Required work =>
Update the lines from the one containing "Where can you see the horse tail" through the end of the records, inclusive, so that "horse tail" becomes "horse hoof" everywhere it occurs and everything else stays the same.

[Point placement records]
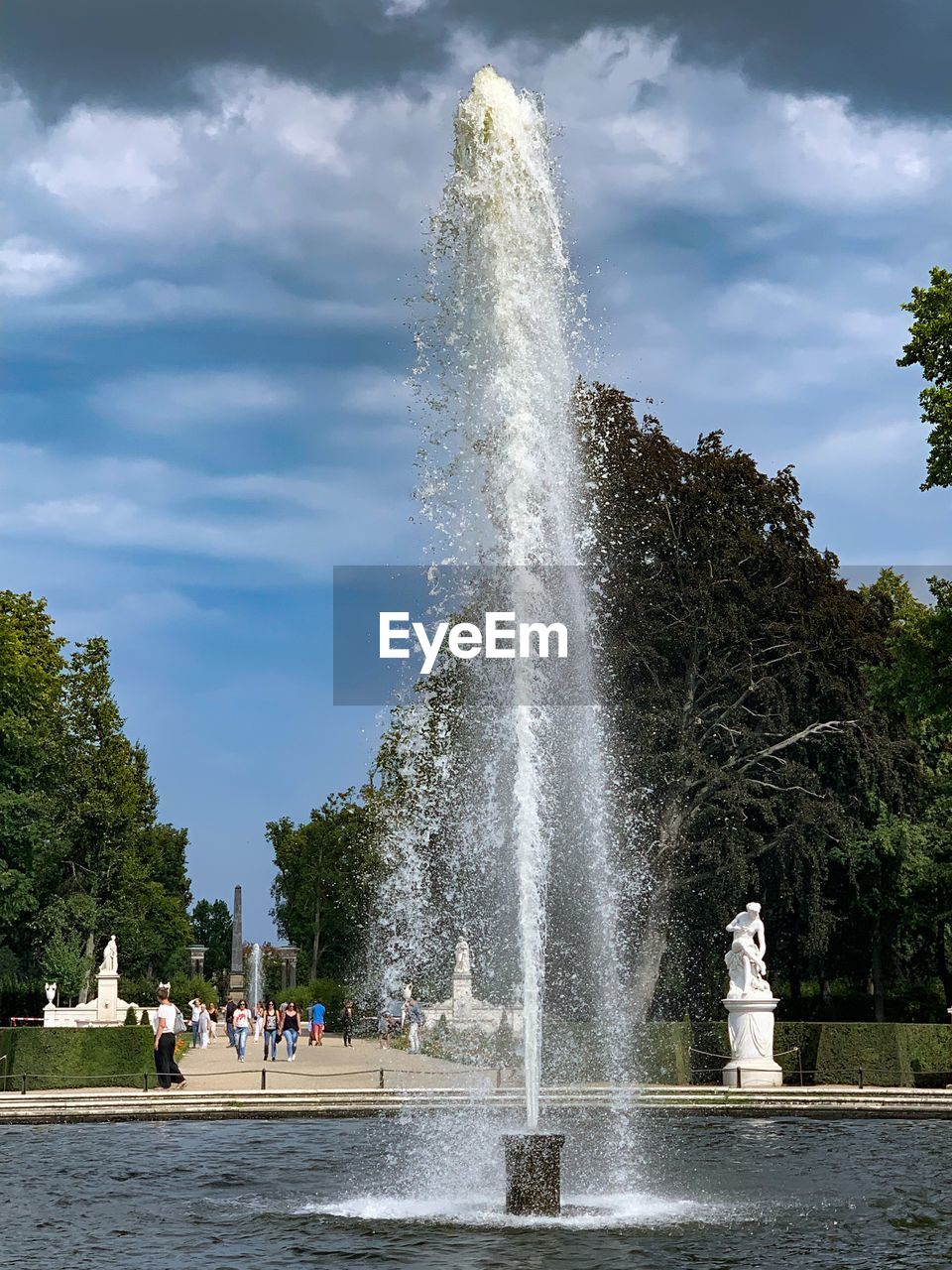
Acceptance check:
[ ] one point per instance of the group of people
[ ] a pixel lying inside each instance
(204, 1023)
(271, 1023)
(266, 1021)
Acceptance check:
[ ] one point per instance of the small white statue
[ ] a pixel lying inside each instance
(111, 957)
(746, 960)
(462, 956)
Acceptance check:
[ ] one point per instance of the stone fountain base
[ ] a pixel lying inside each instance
(534, 1174)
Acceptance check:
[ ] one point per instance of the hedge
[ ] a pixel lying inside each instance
(68, 1058)
(678, 1053)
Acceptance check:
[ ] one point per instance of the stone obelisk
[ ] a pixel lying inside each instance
(236, 979)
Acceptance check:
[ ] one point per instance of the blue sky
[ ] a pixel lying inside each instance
(213, 216)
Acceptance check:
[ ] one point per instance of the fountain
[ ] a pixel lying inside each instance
(255, 979)
(511, 797)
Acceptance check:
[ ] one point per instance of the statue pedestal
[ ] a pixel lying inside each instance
(751, 1025)
(107, 997)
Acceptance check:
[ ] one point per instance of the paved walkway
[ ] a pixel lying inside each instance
(325, 1067)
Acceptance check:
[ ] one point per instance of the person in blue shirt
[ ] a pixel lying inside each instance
(317, 1014)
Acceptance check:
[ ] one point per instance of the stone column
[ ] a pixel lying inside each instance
(751, 1025)
(236, 978)
(289, 966)
(108, 997)
(462, 996)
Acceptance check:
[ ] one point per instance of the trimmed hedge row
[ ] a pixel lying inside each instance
(835, 1053)
(680, 1053)
(67, 1058)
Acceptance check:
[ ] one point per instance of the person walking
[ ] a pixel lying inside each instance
(229, 1023)
(347, 1024)
(167, 1017)
(272, 1023)
(416, 1019)
(291, 1029)
(317, 1014)
(241, 1023)
(195, 1007)
(204, 1025)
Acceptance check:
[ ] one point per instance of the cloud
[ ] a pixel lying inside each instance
(172, 400)
(289, 520)
(31, 268)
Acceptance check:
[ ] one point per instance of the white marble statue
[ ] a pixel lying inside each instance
(463, 964)
(111, 957)
(746, 960)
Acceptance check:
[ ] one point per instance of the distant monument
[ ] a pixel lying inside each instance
(463, 1010)
(749, 1005)
(236, 978)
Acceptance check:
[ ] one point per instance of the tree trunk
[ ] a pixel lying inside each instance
(876, 969)
(89, 953)
(942, 961)
(315, 943)
(654, 943)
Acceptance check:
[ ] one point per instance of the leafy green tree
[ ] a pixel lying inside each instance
(66, 965)
(212, 926)
(31, 756)
(326, 870)
(930, 348)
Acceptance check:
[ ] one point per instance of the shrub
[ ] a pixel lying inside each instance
(58, 1058)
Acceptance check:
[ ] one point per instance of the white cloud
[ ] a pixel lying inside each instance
(172, 400)
(31, 268)
(299, 521)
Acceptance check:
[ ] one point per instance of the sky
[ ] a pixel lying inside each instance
(212, 217)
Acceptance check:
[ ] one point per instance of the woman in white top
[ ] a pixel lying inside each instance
(241, 1023)
(204, 1025)
(166, 1065)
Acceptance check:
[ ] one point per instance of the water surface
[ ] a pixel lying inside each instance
(710, 1193)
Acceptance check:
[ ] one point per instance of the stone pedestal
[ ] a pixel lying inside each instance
(108, 997)
(534, 1174)
(751, 1025)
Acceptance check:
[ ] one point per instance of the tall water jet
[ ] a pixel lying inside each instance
(254, 975)
(504, 832)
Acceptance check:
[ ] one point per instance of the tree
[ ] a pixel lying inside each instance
(31, 756)
(212, 928)
(326, 869)
(742, 707)
(930, 348)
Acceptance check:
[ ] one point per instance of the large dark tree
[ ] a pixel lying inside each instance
(733, 654)
(212, 926)
(326, 869)
(930, 348)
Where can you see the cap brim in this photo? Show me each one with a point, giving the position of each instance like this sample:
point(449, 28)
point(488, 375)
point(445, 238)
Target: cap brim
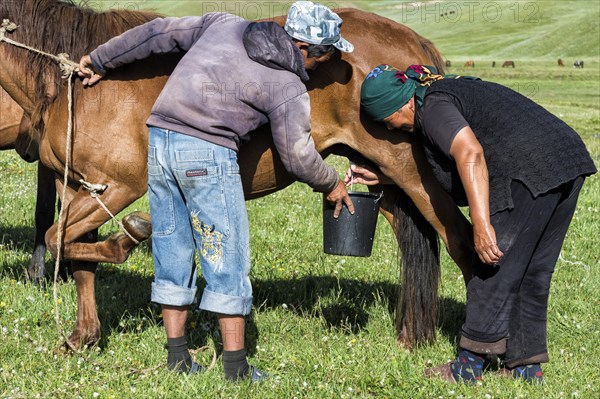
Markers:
point(344, 45)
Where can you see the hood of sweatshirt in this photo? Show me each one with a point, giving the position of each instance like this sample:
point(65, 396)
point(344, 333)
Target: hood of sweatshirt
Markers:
point(269, 44)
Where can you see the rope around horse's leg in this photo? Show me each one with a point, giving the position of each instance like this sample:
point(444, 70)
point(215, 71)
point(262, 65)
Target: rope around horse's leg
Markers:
point(60, 215)
point(94, 189)
point(67, 68)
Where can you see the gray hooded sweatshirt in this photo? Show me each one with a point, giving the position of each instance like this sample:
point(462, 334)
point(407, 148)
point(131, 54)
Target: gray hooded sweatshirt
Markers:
point(235, 76)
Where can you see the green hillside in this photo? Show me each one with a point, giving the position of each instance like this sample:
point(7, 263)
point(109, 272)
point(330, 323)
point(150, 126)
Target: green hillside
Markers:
point(502, 29)
point(499, 30)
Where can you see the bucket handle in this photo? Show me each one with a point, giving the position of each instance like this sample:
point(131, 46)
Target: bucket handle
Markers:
point(379, 198)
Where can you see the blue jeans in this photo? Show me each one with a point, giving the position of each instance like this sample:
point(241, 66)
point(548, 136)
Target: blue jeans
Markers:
point(197, 205)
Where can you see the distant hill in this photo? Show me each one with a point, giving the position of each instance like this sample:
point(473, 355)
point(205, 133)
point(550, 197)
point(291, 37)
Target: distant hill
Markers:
point(500, 29)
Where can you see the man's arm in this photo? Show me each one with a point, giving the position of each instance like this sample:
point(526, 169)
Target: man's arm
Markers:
point(159, 36)
point(472, 168)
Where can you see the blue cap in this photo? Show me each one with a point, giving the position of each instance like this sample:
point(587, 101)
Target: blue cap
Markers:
point(316, 24)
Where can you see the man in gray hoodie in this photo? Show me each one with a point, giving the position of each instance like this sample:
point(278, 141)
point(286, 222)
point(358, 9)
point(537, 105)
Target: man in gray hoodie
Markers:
point(235, 76)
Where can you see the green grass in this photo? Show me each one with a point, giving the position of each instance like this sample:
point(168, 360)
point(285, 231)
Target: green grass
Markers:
point(324, 325)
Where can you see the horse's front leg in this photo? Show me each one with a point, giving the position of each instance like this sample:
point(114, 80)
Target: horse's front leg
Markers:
point(87, 326)
point(85, 214)
point(44, 218)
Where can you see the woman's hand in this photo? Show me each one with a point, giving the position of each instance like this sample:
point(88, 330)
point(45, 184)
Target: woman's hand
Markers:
point(484, 237)
point(365, 175)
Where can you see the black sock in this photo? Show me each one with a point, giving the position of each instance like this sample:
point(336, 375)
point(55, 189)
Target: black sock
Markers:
point(178, 356)
point(235, 364)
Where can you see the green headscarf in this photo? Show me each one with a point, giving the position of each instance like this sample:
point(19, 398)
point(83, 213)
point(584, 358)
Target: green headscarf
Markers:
point(387, 89)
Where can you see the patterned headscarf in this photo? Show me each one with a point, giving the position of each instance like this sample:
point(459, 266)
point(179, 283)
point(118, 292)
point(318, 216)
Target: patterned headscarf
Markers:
point(387, 89)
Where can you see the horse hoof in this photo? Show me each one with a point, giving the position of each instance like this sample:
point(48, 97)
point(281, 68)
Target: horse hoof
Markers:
point(138, 224)
point(35, 273)
point(76, 343)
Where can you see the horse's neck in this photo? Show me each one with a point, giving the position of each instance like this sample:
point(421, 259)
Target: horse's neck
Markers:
point(16, 83)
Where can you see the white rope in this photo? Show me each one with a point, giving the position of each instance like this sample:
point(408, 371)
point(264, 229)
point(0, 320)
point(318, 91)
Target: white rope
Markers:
point(67, 68)
point(95, 191)
point(60, 215)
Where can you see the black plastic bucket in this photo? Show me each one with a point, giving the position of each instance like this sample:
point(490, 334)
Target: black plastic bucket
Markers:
point(351, 235)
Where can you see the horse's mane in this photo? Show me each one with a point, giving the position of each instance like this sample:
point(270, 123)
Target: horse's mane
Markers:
point(60, 26)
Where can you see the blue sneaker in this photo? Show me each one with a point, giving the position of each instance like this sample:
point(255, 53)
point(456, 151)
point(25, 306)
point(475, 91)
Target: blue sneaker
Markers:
point(255, 375)
point(196, 368)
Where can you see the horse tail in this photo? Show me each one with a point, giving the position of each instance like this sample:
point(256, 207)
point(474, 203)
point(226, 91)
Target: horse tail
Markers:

Result for this exercise =>
Where can you see the horse hoof in this photo? Show me each one with a point, giving the position of each instance like this sample:
point(256, 207)
point(474, 203)
point(226, 91)
Target: horse hoof
Markers:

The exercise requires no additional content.